Bounding box annotation entries:
════════════════

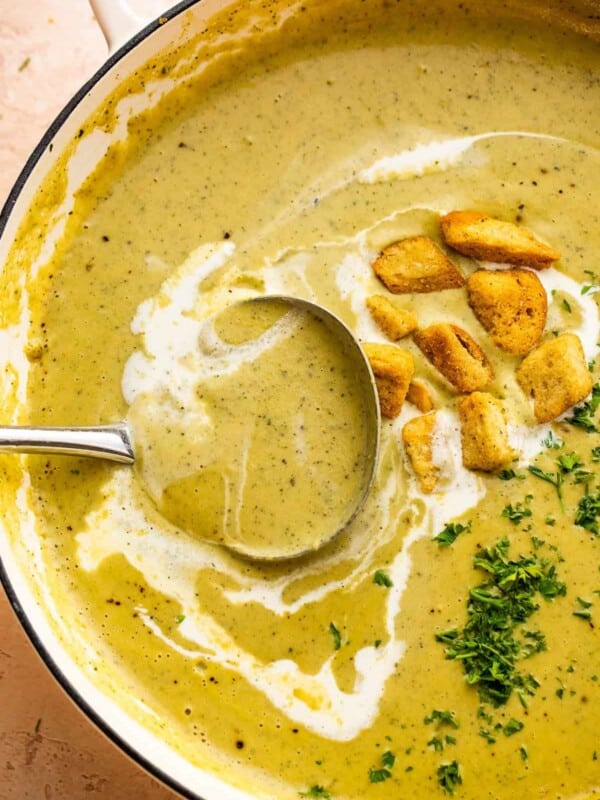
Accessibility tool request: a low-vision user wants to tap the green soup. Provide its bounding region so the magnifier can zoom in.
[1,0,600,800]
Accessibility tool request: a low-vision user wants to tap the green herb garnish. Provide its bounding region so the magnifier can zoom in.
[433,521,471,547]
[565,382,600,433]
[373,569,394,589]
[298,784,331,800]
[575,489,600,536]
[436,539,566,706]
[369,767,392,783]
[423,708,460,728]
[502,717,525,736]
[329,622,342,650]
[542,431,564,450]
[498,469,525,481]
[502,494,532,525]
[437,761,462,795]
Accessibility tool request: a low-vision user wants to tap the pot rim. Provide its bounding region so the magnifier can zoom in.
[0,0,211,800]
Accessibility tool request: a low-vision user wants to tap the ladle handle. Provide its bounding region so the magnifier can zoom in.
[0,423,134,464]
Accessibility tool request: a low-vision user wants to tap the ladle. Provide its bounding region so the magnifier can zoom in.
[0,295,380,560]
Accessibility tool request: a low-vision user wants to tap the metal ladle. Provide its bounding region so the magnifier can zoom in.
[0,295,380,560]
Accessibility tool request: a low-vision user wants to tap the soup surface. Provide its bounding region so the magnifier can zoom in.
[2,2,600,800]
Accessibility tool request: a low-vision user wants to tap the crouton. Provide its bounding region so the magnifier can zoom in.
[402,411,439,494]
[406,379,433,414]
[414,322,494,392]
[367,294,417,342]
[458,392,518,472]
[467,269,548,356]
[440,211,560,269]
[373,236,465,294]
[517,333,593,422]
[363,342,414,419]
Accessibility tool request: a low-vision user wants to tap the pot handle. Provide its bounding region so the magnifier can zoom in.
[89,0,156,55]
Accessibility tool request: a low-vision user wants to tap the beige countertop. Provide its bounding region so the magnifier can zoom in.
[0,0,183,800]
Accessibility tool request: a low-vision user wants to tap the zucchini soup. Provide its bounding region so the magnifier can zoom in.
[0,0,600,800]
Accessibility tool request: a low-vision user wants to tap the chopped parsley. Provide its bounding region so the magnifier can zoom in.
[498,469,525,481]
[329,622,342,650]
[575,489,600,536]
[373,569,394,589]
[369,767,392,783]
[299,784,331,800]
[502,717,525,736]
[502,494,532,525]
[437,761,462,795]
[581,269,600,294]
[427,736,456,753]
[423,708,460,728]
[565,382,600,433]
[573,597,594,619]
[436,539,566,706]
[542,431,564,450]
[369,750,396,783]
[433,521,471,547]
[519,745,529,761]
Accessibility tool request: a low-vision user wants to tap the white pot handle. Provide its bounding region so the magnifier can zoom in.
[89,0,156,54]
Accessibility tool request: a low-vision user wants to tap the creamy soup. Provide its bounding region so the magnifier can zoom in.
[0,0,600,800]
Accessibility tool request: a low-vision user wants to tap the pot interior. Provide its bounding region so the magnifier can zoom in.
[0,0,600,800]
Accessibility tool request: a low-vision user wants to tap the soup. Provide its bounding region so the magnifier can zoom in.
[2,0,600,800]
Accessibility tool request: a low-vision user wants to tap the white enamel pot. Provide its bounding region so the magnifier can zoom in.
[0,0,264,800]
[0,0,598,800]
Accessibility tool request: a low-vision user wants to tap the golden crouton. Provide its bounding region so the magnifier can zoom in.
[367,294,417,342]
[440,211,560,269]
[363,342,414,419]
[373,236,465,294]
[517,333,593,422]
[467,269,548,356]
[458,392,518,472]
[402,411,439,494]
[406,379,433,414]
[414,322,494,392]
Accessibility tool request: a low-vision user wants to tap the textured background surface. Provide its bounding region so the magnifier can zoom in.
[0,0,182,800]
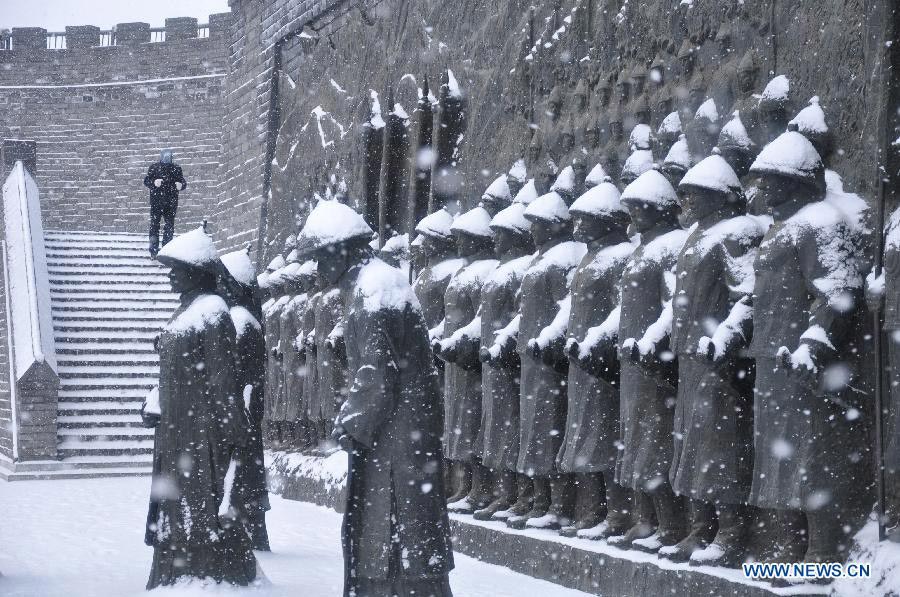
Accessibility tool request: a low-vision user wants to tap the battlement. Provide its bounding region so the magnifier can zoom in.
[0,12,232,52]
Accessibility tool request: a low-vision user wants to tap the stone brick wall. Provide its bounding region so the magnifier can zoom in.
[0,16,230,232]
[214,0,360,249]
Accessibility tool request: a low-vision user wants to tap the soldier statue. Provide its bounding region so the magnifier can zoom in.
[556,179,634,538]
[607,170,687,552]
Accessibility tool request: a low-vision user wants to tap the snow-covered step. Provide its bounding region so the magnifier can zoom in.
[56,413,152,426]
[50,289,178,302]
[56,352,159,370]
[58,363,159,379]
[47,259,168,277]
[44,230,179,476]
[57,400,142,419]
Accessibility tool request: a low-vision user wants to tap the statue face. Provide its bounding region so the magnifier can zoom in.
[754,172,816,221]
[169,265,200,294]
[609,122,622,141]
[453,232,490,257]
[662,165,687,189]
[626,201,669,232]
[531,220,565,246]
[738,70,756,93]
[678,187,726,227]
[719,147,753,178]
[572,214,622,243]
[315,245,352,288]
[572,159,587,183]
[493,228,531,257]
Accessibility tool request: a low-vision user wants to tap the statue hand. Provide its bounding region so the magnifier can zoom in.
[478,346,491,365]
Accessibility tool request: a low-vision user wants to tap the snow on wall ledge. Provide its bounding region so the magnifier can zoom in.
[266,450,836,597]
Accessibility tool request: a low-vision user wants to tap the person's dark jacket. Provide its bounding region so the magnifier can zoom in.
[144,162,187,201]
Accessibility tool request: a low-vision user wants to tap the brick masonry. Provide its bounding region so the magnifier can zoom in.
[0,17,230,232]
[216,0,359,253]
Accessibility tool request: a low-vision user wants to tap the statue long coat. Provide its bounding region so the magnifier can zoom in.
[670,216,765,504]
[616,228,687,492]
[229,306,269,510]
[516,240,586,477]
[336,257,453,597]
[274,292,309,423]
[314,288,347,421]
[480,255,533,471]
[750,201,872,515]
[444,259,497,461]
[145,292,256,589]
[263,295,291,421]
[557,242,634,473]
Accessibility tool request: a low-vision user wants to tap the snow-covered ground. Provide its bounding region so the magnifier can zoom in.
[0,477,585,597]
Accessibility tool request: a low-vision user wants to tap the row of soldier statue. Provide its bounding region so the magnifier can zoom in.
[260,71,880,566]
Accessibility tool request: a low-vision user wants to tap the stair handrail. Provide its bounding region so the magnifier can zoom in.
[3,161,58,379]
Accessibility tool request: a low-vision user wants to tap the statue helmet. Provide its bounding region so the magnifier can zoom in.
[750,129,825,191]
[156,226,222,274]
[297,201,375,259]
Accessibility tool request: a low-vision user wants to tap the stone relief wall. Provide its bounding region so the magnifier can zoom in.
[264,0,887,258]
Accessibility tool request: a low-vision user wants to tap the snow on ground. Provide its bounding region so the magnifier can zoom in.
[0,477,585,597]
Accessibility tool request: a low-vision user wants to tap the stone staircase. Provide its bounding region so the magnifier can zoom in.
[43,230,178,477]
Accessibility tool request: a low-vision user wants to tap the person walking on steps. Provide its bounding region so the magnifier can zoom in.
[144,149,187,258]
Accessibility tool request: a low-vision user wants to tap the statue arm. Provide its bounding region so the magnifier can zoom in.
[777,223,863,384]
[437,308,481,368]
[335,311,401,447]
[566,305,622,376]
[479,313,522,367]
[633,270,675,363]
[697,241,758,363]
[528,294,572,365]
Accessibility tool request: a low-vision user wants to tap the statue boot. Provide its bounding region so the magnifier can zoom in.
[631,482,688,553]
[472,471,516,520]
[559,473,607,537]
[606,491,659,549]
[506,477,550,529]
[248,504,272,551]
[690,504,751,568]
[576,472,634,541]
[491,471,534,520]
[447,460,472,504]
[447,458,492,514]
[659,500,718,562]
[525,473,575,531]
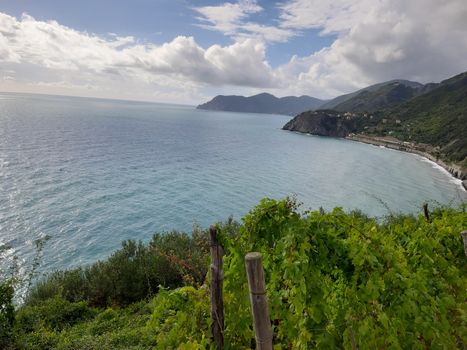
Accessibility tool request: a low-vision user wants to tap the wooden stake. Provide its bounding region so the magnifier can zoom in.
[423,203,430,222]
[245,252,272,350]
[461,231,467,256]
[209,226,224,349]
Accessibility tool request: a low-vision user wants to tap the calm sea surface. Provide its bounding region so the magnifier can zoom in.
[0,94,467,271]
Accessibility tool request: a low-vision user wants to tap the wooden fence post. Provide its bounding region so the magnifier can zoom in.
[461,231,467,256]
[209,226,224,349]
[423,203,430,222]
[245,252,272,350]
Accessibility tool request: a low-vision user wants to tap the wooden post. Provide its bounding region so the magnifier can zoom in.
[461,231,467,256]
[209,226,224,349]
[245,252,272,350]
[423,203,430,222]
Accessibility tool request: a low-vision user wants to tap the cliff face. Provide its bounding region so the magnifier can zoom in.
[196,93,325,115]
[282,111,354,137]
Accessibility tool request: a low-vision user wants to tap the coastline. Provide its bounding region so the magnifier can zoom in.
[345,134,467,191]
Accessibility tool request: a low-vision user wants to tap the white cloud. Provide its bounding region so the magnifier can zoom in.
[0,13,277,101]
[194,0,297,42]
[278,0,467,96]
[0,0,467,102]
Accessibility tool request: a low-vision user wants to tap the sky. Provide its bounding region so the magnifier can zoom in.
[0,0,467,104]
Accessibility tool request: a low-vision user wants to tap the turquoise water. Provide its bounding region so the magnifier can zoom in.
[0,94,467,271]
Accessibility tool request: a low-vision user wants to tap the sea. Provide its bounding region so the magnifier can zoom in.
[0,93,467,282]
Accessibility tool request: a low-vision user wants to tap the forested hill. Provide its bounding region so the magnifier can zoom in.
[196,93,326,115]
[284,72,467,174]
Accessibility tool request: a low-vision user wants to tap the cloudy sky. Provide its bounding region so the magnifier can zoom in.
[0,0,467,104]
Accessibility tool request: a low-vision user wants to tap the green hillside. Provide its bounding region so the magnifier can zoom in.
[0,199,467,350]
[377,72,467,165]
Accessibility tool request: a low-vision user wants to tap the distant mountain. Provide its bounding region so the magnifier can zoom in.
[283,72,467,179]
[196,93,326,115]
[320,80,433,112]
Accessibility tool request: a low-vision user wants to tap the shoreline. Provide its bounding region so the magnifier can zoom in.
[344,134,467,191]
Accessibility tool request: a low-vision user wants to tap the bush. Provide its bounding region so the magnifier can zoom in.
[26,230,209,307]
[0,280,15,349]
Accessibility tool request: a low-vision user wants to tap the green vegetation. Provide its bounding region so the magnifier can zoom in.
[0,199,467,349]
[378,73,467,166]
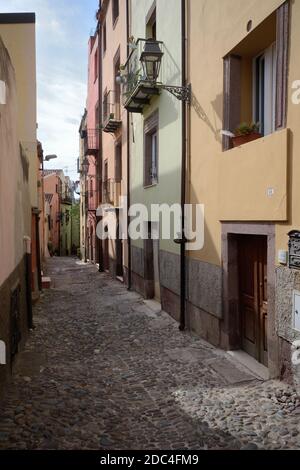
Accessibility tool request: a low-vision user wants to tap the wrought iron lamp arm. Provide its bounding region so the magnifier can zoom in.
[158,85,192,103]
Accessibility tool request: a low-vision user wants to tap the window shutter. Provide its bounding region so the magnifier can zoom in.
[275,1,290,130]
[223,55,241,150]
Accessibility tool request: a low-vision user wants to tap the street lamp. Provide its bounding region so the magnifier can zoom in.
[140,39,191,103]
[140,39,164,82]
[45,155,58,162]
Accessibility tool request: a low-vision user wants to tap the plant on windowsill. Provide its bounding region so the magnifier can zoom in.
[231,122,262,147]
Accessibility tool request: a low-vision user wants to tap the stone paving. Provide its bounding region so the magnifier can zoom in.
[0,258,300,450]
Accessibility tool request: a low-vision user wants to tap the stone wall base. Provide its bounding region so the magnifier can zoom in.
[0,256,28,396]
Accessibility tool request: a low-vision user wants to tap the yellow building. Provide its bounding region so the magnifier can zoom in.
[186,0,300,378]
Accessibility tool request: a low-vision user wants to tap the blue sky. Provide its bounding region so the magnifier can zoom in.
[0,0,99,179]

════════════════

WHAT THIS TASK INVOLVES: Copy the items above without any changes, starting from the line with "tap the person's" up to and including the line with "[3,161,58,379]".

REPLY:
Accessibility tool request: a low-vision user wants to tap the person's dark jacket. Provide its bounding region so the magnifier can zoom in.
[144,162,187,201]
Accessibility tool request: a low-vision user wants to tap the brick masonry. Provide its bounding region so the magnifier can zoom in.
[0,17,230,232]
[216,0,359,253]
Accessibility tool request: a low-vision user wants to tap the statue long coat. Provide its bounding region so the magnifier can zoom in.
[670,216,765,504]
[616,228,687,492]
[229,306,269,510]
[516,240,586,477]
[336,257,453,597]
[274,292,309,423]
[314,288,347,421]
[480,255,533,471]
[750,201,872,515]
[444,259,497,461]
[145,292,256,589]
[263,295,291,421]
[557,242,634,473]
Accessibility tool request: a low-vision user wants to tap the snow-covered ground. Provide its bounding region so the magnifier can zoom in.
[0,477,585,597]
Accessibility tool request: a low-vision user wants to tap the row of soldier statue. Provide its bounding region so the magnifier can zoom in.
[260,71,880,566]
Accessibility tool request: a low-vision user wants to tap the stair handrail. Provide its bounding region so the magnifier can zoom in.
[3,161,58,379]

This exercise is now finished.